▸ REQUIRED TASK 1:
In the cycling forum thread, what injury kept the poster off the bike?
▸ REQUIRED TASK 2:
Reproduce the passage of the cycling forum thread starting at "That's a nice" and ending at "a split second.".
-- begin TEXT EXTRACT --
That's a nice road (and bike). Picture that road with strip malls and traffic lights and you get an idea of my neighborhood


----------



## sportsaddict99 (Mar 26, 2011)

Ok so its been six months almost to the day since I bought my bike. Minus the two and half months of being out due to a torn calf and getting back on the bike, I've been riding strong for a couple months.

I've done a team triathlon (bike leg) and a Cat 5 road race. I had the fastest time among groups for the triathlon but had a slow teammate doing the run so we only finished top 5 otherwise we would've won. The road race went well, I finished with the pack. It's possible I could've done better if I wasn't pinned on the inside and had better position. Also a crash right next to me 250 yards from the finish line caused me let up for a split second. 

As far as speed, my pace has gone from ~15mph to ~18mph in the two months I've been back on the bike after tearing my calf. The race pace was 22mph. 


The things that have helped the most and what I would recommend to new riders are group rides, spin class with a teacher who pushes you and that you can make a relationship with and strength training that closely mimics riding.



That's me in the OSU jersey right after the sprint finish at the tri


----------



## jpaschal01 (Jul 20, 2011)

Nice bike. Glad your enjoying it. Also great job by your Cowboys shaker the traitors (I mean Aggies) yesterday!


----------
-- end TEXT EXTRACT --
-- begin DATA EXCERPTS --
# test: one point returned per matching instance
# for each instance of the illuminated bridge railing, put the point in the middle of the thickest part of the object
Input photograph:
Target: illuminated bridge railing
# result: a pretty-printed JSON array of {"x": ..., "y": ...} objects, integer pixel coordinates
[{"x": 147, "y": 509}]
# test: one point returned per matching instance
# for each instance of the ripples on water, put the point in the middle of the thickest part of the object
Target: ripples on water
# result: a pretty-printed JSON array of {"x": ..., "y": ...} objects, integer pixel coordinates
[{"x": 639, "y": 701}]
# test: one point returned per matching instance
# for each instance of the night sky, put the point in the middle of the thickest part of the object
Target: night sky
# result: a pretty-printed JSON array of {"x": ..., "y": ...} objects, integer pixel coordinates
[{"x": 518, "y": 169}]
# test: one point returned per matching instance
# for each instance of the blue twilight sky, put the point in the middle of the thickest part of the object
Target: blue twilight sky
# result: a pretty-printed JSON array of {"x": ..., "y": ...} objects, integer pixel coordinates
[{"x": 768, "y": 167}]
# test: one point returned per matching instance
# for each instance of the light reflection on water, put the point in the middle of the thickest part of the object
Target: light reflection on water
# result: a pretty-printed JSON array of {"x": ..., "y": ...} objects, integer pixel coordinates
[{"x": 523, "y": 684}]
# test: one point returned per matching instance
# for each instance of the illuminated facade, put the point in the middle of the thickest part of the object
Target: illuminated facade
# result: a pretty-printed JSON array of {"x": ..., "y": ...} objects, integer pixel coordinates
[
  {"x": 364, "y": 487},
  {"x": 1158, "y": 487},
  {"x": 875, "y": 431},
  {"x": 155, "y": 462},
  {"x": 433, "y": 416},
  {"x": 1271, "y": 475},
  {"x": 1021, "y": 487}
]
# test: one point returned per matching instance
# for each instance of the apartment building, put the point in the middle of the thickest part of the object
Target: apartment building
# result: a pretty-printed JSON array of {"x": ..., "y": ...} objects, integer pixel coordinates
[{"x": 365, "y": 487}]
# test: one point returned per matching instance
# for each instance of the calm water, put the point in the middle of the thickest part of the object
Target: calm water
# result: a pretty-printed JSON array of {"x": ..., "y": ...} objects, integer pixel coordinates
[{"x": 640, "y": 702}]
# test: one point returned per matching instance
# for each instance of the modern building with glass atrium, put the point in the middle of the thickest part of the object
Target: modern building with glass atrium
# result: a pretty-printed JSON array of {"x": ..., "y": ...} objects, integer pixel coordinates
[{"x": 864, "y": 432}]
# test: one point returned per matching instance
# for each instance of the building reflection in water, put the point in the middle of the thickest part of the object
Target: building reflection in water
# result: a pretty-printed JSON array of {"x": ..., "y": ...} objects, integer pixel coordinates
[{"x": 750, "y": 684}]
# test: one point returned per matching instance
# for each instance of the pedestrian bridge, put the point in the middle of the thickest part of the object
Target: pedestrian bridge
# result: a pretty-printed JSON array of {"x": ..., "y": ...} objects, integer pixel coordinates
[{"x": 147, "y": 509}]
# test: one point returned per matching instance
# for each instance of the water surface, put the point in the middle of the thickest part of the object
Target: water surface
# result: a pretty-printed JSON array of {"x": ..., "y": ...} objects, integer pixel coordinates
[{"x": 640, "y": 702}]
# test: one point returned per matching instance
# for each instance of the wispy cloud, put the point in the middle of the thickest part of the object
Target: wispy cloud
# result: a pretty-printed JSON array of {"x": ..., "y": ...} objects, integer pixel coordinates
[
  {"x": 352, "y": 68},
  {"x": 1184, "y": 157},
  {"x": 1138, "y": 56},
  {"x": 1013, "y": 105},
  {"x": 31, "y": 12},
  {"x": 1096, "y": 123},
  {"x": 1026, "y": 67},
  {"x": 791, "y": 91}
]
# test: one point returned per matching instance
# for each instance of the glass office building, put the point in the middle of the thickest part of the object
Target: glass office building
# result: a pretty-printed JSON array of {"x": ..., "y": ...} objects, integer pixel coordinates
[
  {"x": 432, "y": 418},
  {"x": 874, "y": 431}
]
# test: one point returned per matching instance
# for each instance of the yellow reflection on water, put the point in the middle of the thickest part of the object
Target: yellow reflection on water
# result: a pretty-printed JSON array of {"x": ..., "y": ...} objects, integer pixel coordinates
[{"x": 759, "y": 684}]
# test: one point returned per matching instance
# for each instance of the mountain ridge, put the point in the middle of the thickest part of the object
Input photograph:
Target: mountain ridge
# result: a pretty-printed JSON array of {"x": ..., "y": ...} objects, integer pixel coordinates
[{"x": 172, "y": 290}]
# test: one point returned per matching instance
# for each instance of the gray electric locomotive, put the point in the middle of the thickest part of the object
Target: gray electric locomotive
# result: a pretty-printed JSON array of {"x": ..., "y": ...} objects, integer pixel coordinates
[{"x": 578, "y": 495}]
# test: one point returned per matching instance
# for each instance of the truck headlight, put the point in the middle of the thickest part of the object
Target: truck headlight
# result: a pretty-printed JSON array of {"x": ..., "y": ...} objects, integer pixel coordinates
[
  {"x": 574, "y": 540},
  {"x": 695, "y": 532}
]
-- end DATA EXCERPTS --
-- begin DATA EXCERPTS --
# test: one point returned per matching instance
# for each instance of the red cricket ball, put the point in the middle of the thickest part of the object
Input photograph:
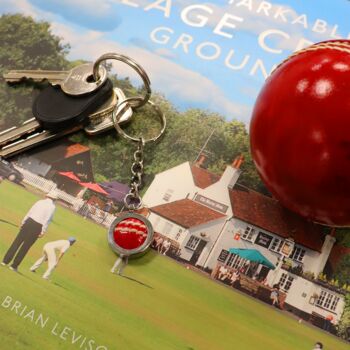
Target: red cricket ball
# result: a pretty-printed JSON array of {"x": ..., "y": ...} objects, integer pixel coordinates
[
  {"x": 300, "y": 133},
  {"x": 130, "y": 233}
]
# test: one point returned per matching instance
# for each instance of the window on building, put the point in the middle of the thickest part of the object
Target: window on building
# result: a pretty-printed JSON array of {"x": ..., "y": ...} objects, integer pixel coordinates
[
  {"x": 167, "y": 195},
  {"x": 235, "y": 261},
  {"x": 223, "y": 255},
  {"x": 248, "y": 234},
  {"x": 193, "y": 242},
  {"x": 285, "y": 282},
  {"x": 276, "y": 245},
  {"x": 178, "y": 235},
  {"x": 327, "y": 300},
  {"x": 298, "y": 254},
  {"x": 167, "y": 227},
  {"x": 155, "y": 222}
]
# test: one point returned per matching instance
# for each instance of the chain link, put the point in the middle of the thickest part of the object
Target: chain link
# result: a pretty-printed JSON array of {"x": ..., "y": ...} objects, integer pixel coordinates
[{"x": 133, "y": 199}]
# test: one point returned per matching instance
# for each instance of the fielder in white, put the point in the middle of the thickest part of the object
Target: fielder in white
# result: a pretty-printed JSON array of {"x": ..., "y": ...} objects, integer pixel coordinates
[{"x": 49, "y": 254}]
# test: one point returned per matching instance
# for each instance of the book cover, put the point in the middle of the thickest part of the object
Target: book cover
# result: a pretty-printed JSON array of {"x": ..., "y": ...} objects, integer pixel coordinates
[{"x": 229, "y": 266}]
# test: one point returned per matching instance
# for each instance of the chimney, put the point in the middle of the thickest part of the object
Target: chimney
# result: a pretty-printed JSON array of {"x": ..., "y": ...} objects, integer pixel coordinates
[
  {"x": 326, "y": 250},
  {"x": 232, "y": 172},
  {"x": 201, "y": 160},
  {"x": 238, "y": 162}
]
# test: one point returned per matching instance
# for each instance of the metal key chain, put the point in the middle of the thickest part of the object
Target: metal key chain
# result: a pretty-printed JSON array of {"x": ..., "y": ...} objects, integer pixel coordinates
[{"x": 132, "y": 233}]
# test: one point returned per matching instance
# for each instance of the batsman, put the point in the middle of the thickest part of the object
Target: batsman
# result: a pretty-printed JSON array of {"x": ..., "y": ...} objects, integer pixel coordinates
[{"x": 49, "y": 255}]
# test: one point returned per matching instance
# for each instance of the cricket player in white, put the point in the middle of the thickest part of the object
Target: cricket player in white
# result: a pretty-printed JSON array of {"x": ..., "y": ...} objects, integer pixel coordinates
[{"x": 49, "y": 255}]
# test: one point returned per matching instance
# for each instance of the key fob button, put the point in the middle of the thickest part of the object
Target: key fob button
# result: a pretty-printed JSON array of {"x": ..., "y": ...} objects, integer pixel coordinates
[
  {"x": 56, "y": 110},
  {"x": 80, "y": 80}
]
-- end DATA EXCERPTS --
-- begin DATA EXCERPTS --
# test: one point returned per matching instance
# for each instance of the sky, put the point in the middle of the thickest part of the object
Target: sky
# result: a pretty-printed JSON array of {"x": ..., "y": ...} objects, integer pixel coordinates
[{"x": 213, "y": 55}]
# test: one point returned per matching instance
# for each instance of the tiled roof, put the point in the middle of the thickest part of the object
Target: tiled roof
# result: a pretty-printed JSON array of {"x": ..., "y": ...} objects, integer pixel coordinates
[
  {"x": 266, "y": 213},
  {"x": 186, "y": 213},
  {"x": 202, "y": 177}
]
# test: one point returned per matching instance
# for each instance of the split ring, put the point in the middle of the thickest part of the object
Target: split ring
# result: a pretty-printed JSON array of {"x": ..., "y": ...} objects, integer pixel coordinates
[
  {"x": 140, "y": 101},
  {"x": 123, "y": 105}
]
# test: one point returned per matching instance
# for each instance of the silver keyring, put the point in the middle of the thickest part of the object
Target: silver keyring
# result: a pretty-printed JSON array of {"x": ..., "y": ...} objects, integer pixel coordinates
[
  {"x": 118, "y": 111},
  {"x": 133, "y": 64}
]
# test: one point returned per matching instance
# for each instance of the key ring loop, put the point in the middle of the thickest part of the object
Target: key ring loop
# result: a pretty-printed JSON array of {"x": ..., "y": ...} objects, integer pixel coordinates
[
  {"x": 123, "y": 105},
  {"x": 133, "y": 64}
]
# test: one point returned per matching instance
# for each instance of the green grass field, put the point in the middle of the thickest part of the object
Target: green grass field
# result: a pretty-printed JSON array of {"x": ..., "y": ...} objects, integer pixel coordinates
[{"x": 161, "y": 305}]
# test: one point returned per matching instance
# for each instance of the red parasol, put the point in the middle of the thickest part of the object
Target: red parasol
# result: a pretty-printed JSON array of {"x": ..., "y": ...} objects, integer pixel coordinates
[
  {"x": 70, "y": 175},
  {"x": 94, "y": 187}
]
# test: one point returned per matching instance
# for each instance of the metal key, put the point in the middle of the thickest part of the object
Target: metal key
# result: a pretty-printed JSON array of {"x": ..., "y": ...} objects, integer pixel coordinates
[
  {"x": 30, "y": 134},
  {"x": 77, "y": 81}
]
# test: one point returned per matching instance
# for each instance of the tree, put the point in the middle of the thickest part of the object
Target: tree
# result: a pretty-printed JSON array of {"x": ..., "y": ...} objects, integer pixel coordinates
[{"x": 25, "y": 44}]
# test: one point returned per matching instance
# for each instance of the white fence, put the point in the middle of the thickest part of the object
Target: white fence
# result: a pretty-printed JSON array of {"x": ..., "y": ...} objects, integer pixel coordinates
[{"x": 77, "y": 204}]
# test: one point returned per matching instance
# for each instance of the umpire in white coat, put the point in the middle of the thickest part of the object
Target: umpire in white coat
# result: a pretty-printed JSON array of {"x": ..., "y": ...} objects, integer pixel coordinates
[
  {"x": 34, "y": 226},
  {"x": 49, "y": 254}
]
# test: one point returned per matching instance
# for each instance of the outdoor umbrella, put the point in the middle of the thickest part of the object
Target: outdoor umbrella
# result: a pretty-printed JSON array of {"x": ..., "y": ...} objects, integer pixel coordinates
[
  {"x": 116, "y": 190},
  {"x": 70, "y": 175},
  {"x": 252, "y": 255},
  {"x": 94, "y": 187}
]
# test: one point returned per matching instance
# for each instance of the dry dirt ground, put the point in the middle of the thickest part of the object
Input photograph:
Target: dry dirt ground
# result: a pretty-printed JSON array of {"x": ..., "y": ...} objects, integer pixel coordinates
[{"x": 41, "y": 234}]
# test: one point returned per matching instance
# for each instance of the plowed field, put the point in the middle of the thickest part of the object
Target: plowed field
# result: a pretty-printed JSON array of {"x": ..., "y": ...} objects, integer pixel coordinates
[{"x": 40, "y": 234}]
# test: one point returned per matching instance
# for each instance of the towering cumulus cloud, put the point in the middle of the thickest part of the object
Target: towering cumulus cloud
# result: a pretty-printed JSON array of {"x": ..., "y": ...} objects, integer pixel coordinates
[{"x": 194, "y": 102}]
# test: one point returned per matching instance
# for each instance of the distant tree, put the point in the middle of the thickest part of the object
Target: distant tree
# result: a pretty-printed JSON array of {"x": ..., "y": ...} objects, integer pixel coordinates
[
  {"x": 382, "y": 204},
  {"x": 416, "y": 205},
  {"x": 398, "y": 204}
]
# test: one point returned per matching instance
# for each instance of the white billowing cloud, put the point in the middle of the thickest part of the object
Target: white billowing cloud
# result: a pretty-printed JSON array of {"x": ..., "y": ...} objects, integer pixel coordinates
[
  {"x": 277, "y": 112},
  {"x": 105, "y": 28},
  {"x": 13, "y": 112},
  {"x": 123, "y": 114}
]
-- end DATA EXCERPTS --
▸ COMPLETE ANSWER 1:
A torn calf.

▸ COMPLETE ANSWER 2:
That's a nice road (and bike). Picture that road with strip malls and traffic lights and you get an idea of my neighborhood


----------



## sportsaddict99 (Mar 26, 2011)

Ok so its been six months almost to the day since I bought my bike. Minus the two and half months of being out due to a torn calf and getting back on the bike, I've been riding strong for a couple months.

I've done a team triathlon (bike leg) and a Cat 5 road race. I had the fastest time among groups for the triathlon but had a slow teammate doing the run so we only finished top 5 otherwise we would've won. The road race went well, I finished with the pack. It's possible I could've done better if I wasn't pinned on the inside and had better position. Also a crash right next to me 250 yards from the finish line caused me let up for a split second.